* **EXERCISE REQUIREMENTS**
Nothing but a verbatim copy of the data, minus the images, should be returned.

━━ INFORMATION GIVEN ━━

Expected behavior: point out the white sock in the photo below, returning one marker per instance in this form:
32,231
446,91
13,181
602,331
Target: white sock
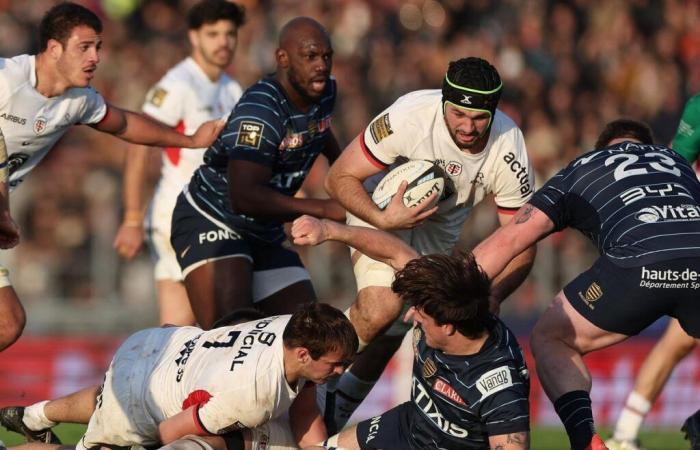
35,419
354,390
631,417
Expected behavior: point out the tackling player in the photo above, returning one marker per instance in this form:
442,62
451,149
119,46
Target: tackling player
675,344
43,95
470,383
227,225
166,383
481,151
192,92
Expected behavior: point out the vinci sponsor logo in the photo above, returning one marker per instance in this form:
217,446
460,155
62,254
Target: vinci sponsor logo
494,380
520,172
669,278
421,398
441,386
668,213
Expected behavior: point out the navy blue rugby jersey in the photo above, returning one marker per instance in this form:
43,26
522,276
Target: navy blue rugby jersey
462,400
638,203
266,128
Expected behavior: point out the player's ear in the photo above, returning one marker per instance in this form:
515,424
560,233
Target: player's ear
282,58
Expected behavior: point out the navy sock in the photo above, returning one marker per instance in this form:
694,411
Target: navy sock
574,410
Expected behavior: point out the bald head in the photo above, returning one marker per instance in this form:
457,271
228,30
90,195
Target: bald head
300,29
304,61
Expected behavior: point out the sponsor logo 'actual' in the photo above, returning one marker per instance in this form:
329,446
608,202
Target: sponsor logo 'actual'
495,380
520,172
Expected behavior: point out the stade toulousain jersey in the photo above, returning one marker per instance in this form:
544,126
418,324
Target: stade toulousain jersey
264,128
414,128
462,400
184,99
235,374
32,123
638,203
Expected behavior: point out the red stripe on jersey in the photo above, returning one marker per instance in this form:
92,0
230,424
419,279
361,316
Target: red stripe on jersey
368,154
173,153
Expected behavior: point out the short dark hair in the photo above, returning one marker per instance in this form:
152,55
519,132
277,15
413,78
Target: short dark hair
210,11
622,128
59,21
237,316
450,289
321,328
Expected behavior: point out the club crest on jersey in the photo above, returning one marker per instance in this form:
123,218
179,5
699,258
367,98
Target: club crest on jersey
494,380
592,294
429,368
39,125
443,387
380,128
157,96
453,168
250,134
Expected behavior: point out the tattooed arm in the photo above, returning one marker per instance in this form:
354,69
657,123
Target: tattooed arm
527,226
512,441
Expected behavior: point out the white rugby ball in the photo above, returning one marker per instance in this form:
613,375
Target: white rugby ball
424,177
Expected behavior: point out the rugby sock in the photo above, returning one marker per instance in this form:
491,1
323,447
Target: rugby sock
574,410
35,419
631,417
349,393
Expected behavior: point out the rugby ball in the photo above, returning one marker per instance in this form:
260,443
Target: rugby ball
424,177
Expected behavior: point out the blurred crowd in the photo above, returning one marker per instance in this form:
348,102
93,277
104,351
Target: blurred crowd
567,66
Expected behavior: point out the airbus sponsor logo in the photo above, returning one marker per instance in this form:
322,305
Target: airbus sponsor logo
669,279
668,213
421,398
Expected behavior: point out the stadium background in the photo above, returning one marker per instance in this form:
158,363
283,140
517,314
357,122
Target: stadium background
568,67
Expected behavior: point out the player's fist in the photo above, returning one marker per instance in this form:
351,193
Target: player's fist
307,230
128,241
207,133
9,232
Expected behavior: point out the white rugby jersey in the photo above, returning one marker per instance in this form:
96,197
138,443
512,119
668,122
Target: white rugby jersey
235,374
414,128
33,123
184,99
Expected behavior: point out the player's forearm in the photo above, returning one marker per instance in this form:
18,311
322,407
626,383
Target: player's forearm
133,184
378,245
513,275
139,129
349,191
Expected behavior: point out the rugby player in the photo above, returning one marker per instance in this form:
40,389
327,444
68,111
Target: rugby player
42,96
196,90
227,225
481,151
470,383
166,383
675,344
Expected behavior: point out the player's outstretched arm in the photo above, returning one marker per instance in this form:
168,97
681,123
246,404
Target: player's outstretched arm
527,226
139,129
511,441
129,239
376,244
344,183
9,232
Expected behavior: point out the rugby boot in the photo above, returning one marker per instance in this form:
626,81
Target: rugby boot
691,428
597,444
11,418
616,444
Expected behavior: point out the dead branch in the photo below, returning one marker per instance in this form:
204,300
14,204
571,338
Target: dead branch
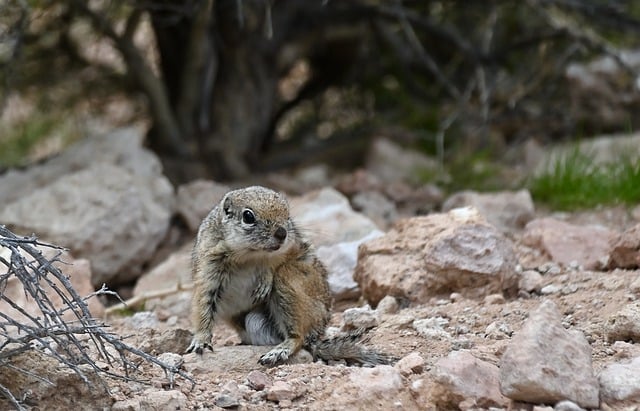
48,331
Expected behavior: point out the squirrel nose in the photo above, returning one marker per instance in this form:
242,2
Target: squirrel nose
280,234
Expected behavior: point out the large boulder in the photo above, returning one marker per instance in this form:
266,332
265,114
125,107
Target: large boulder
105,213
121,147
327,218
440,253
569,244
546,363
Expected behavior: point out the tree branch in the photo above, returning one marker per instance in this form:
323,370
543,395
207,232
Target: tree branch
152,86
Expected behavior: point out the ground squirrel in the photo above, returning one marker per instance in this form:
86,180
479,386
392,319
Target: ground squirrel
253,269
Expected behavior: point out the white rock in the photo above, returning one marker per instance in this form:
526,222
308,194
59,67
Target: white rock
337,231
506,210
104,213
432,328
359,317
340,260
425,256
621,382
163,400
460,377
545,363
625,324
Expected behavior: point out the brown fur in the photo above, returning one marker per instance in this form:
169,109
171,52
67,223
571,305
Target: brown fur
253,269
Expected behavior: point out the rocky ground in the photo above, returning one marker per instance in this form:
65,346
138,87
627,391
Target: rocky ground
488,302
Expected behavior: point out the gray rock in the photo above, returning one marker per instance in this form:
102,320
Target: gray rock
171,359
327,218
498,330
336,230
567,243
121,148
359,317
172,340
545,363
143,319
625,249
258,380
426,256
625,324
341,260
620,382
432,328
506,210
280,391
376,206
376,381
530,281
388,305
567,406
460,377
173,272
195,199
391,163
412,363
163,400
104,213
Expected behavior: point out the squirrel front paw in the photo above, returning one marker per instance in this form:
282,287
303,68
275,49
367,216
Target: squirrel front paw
276,356
199,344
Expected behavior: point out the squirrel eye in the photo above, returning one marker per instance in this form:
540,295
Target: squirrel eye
248,217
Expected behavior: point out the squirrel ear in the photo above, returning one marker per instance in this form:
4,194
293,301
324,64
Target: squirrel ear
226,204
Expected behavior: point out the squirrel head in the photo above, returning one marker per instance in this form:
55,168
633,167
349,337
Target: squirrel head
256,223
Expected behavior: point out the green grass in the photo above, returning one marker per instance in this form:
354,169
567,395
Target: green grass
576,182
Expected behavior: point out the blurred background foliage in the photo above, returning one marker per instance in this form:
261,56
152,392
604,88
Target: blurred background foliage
232,87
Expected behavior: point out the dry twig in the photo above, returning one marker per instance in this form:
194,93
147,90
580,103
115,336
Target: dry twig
60,338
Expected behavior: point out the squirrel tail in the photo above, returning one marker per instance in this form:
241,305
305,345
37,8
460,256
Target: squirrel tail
348,347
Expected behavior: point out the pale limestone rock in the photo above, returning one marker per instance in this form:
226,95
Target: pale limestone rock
506,210
620,382
412,363
625,249
567,243
625,324
104,213
326,217
163,400
545,363
195,200
172,273
462,378
440,253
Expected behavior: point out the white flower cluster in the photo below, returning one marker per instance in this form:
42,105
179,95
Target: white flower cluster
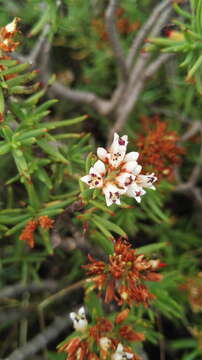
79,320
118,173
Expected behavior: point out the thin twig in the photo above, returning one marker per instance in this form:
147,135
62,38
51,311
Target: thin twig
41,340
60,294
18,289
114,38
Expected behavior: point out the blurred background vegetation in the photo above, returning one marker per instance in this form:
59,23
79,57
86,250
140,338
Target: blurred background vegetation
82,56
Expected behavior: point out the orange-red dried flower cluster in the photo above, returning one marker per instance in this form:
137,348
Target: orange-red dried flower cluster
122,278
101,340
158,147
193,287
27,233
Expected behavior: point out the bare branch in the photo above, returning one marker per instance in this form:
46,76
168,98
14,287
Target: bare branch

━━━

* **RESULT OF THE EXERCISE**
Expected behavior: point out the white sock in the photo below, returning one marker per instance in this form:
32,231
446,91
13,181
602,331
Target: white sock
35,419
354,390
631,417
Expected behavior: point out the tackling player in the photo above, returning one marker per instance in this form:
442,62
451,149
119,46
Target: tackling player
675,344
43,95
470,383
227,225
166,383
481,151
192,92
Expected behavior: point out the vinci sponsor logo in the photo above, returning one marker per instance in this form:
217,446
460,155
62,254
Target: vinci sponsor logo
494,380
520,172
669,278
421,398
441,386
668,213
Expected behavior: point out the navy blue rugby jersey in the photo above, returning one marker per instance in this form:
43,26
522,276
Target: navy blue rugby jersey
462,400
638,203
266,128
Expected behavior: point out the player's ear in the photo above, returning one marker per instance in this form:
515,424
560,233
Target: player's ear
282,58
Expected behavior: point out the navy sock in the photo above, returning one marker per instance in this form:
694,411
Target: navy sock
574,410
Expected behavior: point out the bald head in the photo above, returning one marker per instance in this form:
457,271
228,30
90,195
Target: bald head
300,29
304,61
Expected behavior: point out the sponsor logo 'actual' in the photo above, returning one marker per instance in this form:
329,446
608,202
Target: sponsor logo 'actual'
495,380
520,172
Expected behavior: point out the stade toulousain jersey in the photo above, returning one marker per instance in this form:
544,126
418,324
Target: stade toulousain jersey
264,128
414,128
462,400
184,99
235,374
32,123
638,203
Expected behavior: point out the red stripe on jersey in the photo above, returning one marker per instance in this form:
92,0
230,424
419,279
361,316
Target: red stripe on jersey
368,154
173,153
Expected behavior: point out the short dark hair in the photo above, returning one marker per instance in this form:
152,55
519,132
277,15
413,78
Target: short dark hair
210,11
622,128
59,21
237,316
450,289
321,328
Expected behavior: point out the club crest on jersey in the photo above, returning one marker per instance in this form:
123,218
179,5
699,258
367,98
Target: club crest on jersey
494,380
592,294
429,368
39,125
443,387
380,128
157,96
453,168
250,134
Expected behavior: point out the tattooed arm in the photo above, returning one marker per instance in this form:
354,69
657,123
Target: tattooed arm
527,226
512,441
Expected behavior: point out the white rugby ball in the photo above, returning one marker per instance in this form:
613,375
Target: white rugby ball
424,177
Expected behavior: point out the rugby sock in the photo above, returning one marker per instance in this form:
491,1
323,447
Target: rugby sock
574,410
35,419
631,417
349,393
Expected behavior: point out the rugby ball in the photo above, returning one marker per instance in this form:
260,443
Target: rugby ball
424,177
Expected behavior: point out the blurred crowd in the photo above, returning one marker per instance in this form:
348,102
93,277
104,351
Target: blurred crowd
567,66
Expected behavior: point out the airbus sponsor logo in the photo above, returning one marker per instance in this form:
322,305
Target: airbus sponsor logo
669,279
668,213
421,398
Expected behavior: point out the stadium background in the photo above, returning one marker per instance in this form:
158,363
283,140
517,314
357,122
Target: stadium background
568,67
Expected behavior: point out the player's fist in the photo above, returning one marker per instance in this form:
351,193
Target: player's fist
307,230
128,241
207,133
9,232
Expected behavior: point out the white rugby jersey in the photo above, returning one marker per instance in this form:
96,197
138,443
512,119
668,122
Target: white rugby jersey
235,374
414,128
33,123
184,99
Expected behavior: point out the player's forearm in the photo above, returning one marker per instance in this form:
18,311
322,407
626,383
Target: player's forearm
133,184
378,245
513,275
139,129
349,191
Expected behavior: point out the rugby player in the photo above, returning one marker per instance in this form:
40,389
327,444
68,111
Target: rugby player
42,96
196,90
227,225
481,151
470,383
166,383
675,344
Expected behavior: point out the player's outstretched arm in the photo above, returning one marker per instance in this form:
168,97
681,123
246,404
Target: player's outstretched arm
527,226
139,129
511,441
129,239
376,244
344,183
9,232
Expected behavior: point out the rugby boot in the photo above, returning one marker per instance in this form:
626,81
Target: rugby boot
691,428
597,444
11,418
616,444
Expected behavior: point out the dead branch in the photo below, returning one marker per instance in this form:
204,300
14,204
571,338
Target: dead branch
48,331
Expected behavior: point out the squirrel nose in the photo above, returning one marker per instance in this form:
242,2
Target: squirrel nose
280,234
Expected behavior: point out the large boulder in the photo above, returning one marker per instance in this form:
266,332
265,114
125,107
Target: large boulder
105,213
121,147
327,218
440,253
569,244
546,363
Expected behavior: point out the tree branch in the photo above, returning one marker per instance in this form:
323,370
543,395
207,232
Target: tree branch
152,86
Expected behavior: point out the ground squirrel in the photo above, returning one marker per instance in this form:
86,180
479,386
392,319
Target: ground squirrel
253,269
Expected behavior: point out the white rock in the photo above, returning one marker per instance in this form:
526,222
308,194
59,67
Target: white rock
337,231
506,210
104,213
432,328
359,317
340,260
425,256
621,382
163,400
460,377
545,363
625,324
Expected behavior: point out the brown fur in the photo above, returning one marker per instance in this form:
169,109
171,52
67,223
571,305
Target: brown fur
253,269
Expected behavior: point out the rocky ground in the photo above, returning one marker per instance in this form:
65,346
138,87
627,391
Target: rocky ground
488,302
Expected behavior: point out the gray rock in the photo above, returning one marker per instance in this form:
102,320
Target: gray rock
171,359
327,218
498,330
336,230
567,243
121,148
359,317
172,340
545,363
143,319
625,249
258,380
426,256
625,324
341,260
620,382
432,328
506,210
280,391
376,206
376,381
530,281
388,305
567,406
460,377
173,272
195,199
391,163
412,363
163,400
104,213
Expected behavior: point out the squirrel front paw in the photo above, returning one marker per instance in this form:
282,287
303,68
275,49
367,216
Target: squirrel front paw
276,356
199,344
Expected behavior: point out the squirrel eye in the photo above, returning one marker per instance in this form:
540,295
Target: squirrel eye
248,217
Expected behavior: point out the squirrel ear in the photo above, returning one marker per instance in this form:
4,194
293,301
324,64
Target: squirrel ear
226,204
Expected behavior: point out the squirrel head in the photo above, returning one marker per instance in this form:
55,168
633,167
349,337
Target: squirrel head
256,223
Expected behavior: point out the green grass in the photo above, returning one marker per instance in this form:
354,169
567,395
Target: green grass
576,182
Expected behavior: point out the blurred background foliage in the photo above, returning one marker per instance in this form:
261,56
152,392
604,88
Target: blurred background foliage
232,87
Expected behavior: point out the dry twig in the photo above, returning one marker per instance in this form:
194,93
147,90
580,103
115,336
Target: dry twig
60,338
Expected behavior: point out the squirrel tail in the photo above, returning one marker per instance in this form:
241,305
305,345
37,8
460,256
Target: squirrel tail
348,347
Expected behavior: point out the pale limestone rock in the photo above, returning one marker per instance in this form:
226,95
Target: pale limestone rock
506,210
620,382
412,363
625,249
567,243
625,324
104,213
326,217
163,400
545,363
195,200
172,273
462,378
440,253
Expected behavior: point out the white flower cluster in the photo below, returning one marker per instance in this form:
42,105
179,95
Target: white flower cluster
79,320
118,173
Expected behavior: point out the thin twig in the photo above, returning one marker per instance in this form:
147,135
62,38
51,311
Target: thin twig
41,340
60,294
18,289
114,38
Expected behavior: point out the blurred background vegetation in the photo above, returning one marker per instance in this form:
59,23
79,57
86,250
140,338
Target: blurred background vegetation
82,56
Expected behavior: point out the orange-red dried flower cluster in the photo above, returning one marker per instance in this form:
137,348
Target: orange-red dried flower cluster
122,278
101,340
158,147
193,287
27,233
Expected behavior: point out the bare branch in the photo above, returning one marker per instance in this form:
46,76
168,98
14,287
Target: bare branch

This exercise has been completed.